Word for word, copy all the data and drop the pictures.

— START —

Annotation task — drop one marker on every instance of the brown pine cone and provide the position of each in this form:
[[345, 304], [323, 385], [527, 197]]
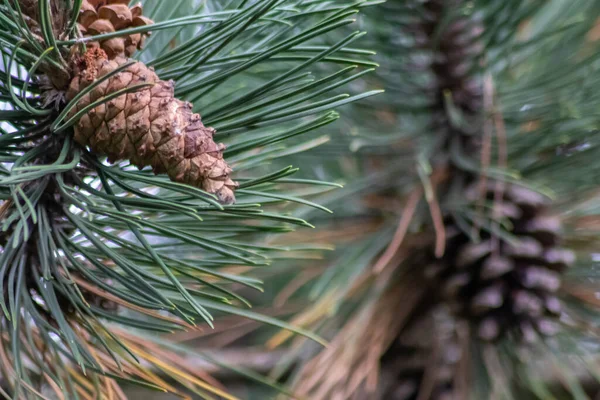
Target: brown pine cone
[[423, 357], [105, 16], [507, 284], [149, 127]]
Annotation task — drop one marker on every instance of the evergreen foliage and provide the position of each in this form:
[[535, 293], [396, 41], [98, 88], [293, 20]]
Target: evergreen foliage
[[95, 255]]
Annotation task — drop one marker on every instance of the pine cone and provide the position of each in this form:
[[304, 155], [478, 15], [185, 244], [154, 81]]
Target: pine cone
[[455, 52], [426, 346], [504, 285], [59, 12], [149, 127], [105, 16]]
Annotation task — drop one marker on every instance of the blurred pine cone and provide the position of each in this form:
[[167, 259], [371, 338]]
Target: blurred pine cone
[[506, 283]]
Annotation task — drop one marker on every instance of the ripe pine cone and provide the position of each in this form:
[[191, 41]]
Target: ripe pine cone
[[149, 127], [421, 362], [507, 284], [455, 52], [105, 16]]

— END —

Answer in full ▸
Annotation task — drop one marker on every instance of the brown pine cone and provide the position of each in this form:
[[345, 304], [323, 385], [527, 197]]
Target: brown pine cone
[[423, 357], [105, 16], [507, 284], [149, 127]]
Annotation task — drop one marker on every instance of the evergreen foliage and provide the position of each in this form:
[[535, 293], [396, 41], [98, 88], [293, 20]]
Target: evergreen foliage
[[95, 255]]
Annotation task — drop one marker on every instance of the pine cone and provide the position of each in this form:
[[304, 155], [478, 15], [185, 244], [154, 81]]
Target: pine cone
[[455, 52], [426, 346], [504, 285], [59, 12], [149, 127], [105, 16]]
Annotation task — drop one marker on every instance of the blurred pine cone and provide the position of each in this form:
[[167, 259], [371, 338]]
Target: blurred pine cone
[[506, 283]]
Annotation task — drop one marker on every instance of the ripe pine cone and provide the position of each in this form:
[[191, 41]]
Target: ripe pine cone
[[149, 127], [421, 362], [507, 284], [455, 52], [105, 16]]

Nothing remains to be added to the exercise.